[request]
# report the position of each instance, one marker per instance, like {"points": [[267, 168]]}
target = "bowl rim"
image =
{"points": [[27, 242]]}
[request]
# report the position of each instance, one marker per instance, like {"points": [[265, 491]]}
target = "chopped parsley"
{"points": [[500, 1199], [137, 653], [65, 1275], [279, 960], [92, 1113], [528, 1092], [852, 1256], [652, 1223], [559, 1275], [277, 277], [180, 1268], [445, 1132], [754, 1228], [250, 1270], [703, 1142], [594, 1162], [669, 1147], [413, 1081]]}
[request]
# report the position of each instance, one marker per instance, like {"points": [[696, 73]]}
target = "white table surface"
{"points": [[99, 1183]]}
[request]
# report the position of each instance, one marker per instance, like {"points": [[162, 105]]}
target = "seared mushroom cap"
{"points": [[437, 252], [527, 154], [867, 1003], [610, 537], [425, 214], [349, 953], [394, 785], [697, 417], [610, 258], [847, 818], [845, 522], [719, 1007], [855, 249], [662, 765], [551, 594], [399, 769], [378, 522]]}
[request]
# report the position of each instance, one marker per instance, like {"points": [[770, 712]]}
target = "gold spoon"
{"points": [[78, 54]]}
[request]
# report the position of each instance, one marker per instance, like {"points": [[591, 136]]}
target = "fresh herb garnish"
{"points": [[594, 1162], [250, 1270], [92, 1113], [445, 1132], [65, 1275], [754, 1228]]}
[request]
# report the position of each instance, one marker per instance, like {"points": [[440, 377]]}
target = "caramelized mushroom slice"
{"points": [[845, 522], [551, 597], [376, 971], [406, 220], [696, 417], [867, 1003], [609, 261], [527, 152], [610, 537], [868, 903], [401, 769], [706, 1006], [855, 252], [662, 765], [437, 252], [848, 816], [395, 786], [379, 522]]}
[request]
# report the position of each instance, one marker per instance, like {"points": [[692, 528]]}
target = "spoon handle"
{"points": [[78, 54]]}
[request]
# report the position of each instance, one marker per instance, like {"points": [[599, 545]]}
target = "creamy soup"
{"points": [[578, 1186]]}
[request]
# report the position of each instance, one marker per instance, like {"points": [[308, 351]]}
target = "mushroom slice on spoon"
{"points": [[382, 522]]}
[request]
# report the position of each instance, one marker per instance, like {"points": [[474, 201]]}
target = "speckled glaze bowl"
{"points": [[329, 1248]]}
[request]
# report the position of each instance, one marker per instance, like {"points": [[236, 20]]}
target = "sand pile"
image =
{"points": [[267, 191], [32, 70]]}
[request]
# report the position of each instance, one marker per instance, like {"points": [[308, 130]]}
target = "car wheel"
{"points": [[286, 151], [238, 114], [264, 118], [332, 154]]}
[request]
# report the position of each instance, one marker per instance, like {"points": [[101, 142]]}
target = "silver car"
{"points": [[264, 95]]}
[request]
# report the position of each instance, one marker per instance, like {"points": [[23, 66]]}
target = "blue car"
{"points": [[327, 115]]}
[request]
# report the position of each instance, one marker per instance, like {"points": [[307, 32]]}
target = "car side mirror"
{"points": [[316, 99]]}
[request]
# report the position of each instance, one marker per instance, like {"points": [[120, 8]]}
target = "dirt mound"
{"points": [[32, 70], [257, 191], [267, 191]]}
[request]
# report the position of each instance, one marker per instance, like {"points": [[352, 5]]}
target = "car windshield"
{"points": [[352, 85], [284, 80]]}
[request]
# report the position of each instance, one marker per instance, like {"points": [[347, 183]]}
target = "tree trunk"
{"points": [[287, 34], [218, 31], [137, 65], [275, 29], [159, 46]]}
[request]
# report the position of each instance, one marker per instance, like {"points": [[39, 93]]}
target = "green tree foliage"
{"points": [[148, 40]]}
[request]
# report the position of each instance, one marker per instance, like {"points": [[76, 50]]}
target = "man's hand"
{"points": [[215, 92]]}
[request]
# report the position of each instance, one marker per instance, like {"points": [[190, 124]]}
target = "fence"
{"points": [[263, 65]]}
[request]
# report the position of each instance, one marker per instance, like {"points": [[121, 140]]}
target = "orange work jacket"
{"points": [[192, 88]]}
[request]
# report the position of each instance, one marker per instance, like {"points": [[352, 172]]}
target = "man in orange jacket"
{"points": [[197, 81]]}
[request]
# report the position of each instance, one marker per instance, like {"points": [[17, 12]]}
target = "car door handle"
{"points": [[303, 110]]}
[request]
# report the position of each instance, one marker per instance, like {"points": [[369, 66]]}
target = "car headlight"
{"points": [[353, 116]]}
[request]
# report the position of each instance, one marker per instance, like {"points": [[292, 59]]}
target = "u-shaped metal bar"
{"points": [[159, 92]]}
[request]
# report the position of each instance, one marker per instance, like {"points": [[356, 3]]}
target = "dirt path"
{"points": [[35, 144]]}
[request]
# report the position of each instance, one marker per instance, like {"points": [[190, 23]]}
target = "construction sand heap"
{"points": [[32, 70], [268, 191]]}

## The task
Report every line of the rows above that contains the string "jacket", copying each such line in full.

## Complete response
target = "orange work jacket"
target = "man in orange jacket"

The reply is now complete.